Extract every line from the data below that contains the word "orange".

-------- MATERIAL TO PROCESS

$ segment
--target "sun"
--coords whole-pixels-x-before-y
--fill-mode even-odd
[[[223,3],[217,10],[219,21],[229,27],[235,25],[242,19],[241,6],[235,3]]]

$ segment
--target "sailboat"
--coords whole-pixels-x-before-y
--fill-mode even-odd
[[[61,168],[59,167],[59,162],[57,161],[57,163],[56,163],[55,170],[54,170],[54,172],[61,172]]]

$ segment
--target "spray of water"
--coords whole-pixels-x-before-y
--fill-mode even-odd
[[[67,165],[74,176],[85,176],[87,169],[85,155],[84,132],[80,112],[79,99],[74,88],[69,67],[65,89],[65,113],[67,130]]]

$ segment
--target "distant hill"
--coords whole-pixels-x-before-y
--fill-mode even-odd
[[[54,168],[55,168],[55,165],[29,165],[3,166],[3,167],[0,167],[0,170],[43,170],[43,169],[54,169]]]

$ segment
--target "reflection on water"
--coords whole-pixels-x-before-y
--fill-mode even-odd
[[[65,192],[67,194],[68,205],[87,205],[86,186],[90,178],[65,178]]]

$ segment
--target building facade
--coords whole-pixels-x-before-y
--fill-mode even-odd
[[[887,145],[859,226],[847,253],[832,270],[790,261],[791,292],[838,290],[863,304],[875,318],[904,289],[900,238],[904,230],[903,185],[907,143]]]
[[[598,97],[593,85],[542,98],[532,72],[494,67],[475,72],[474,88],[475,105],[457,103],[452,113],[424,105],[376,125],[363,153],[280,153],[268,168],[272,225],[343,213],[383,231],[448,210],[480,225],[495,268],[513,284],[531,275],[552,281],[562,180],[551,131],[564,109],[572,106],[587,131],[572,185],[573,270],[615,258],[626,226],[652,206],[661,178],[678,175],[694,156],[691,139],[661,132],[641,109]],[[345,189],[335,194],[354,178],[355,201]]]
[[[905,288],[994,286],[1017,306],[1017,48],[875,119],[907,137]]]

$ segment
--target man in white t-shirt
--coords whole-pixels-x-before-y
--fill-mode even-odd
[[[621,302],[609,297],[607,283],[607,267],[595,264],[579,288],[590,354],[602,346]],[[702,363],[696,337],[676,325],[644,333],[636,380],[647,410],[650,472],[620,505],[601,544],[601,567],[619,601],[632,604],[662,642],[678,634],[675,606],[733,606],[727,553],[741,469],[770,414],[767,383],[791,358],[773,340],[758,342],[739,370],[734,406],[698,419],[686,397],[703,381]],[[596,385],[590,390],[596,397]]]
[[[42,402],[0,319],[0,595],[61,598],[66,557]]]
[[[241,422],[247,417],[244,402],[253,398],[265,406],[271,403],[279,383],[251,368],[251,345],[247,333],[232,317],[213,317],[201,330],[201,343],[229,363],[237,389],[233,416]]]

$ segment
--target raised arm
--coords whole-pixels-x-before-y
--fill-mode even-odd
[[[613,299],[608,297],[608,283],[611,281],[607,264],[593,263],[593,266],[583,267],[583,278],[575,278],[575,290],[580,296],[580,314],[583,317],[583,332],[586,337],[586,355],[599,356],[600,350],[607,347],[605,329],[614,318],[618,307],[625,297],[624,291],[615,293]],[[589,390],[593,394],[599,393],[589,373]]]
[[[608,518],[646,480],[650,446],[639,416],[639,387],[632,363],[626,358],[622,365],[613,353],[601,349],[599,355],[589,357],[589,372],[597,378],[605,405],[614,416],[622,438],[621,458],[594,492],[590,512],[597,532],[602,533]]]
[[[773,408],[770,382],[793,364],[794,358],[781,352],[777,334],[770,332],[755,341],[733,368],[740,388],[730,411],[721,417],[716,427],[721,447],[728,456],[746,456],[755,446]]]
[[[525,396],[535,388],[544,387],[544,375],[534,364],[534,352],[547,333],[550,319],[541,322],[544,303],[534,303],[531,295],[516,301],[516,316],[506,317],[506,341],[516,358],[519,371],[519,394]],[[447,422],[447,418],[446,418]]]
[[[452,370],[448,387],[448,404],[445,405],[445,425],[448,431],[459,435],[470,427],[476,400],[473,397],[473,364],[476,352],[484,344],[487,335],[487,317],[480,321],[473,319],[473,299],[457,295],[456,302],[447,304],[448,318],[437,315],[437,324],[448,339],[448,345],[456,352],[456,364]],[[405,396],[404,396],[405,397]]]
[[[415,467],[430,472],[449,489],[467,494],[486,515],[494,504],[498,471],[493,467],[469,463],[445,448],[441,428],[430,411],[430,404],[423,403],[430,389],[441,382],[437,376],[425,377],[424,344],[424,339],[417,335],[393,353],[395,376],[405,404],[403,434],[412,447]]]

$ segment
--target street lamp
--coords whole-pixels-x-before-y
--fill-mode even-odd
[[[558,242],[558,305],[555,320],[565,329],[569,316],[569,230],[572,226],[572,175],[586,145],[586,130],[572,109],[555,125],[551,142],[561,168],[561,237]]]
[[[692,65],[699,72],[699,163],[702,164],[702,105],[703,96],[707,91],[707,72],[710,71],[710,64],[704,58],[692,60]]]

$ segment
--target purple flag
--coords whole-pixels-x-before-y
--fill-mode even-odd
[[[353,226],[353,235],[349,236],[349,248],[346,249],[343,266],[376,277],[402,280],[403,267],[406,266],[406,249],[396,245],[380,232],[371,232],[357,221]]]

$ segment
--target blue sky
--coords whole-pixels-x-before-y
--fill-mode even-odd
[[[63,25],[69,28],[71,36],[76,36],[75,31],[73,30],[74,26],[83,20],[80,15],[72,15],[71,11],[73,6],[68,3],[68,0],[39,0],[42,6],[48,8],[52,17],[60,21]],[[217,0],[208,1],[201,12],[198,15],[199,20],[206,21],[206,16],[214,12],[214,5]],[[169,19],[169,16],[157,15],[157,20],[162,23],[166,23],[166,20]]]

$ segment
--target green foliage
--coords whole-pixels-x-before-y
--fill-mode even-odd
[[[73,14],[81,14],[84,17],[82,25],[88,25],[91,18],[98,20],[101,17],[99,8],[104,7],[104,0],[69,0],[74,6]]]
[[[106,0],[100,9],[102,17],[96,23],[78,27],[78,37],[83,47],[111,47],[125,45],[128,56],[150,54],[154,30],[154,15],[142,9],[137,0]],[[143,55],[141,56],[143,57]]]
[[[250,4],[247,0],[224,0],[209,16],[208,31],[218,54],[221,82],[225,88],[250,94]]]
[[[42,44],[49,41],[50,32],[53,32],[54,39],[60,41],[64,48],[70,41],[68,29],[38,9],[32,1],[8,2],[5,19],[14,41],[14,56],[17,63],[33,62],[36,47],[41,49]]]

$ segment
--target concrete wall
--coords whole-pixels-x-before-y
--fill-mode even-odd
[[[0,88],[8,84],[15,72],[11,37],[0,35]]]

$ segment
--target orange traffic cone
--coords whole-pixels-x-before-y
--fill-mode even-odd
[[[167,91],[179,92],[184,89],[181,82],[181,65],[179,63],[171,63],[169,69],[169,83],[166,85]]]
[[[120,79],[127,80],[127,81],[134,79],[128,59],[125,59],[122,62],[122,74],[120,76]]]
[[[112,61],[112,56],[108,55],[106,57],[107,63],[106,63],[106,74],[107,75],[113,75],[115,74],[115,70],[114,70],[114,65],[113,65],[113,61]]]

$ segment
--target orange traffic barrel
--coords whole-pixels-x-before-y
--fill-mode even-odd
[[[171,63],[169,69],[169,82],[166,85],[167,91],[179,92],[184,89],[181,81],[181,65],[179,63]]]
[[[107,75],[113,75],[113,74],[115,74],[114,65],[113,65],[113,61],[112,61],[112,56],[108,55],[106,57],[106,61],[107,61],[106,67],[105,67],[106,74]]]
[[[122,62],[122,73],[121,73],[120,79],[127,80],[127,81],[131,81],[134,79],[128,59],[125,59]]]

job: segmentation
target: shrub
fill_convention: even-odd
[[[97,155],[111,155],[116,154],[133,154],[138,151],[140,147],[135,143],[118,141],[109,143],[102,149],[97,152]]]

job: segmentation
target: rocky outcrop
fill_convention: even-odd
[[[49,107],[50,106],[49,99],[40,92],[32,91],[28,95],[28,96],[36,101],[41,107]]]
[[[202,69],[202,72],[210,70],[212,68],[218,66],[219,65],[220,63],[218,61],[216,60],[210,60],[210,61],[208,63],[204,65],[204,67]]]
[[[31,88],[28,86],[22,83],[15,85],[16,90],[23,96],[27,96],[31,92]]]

----------------

WORKED ANSWER:
--target orange traffic cone
--target orange traffic barrel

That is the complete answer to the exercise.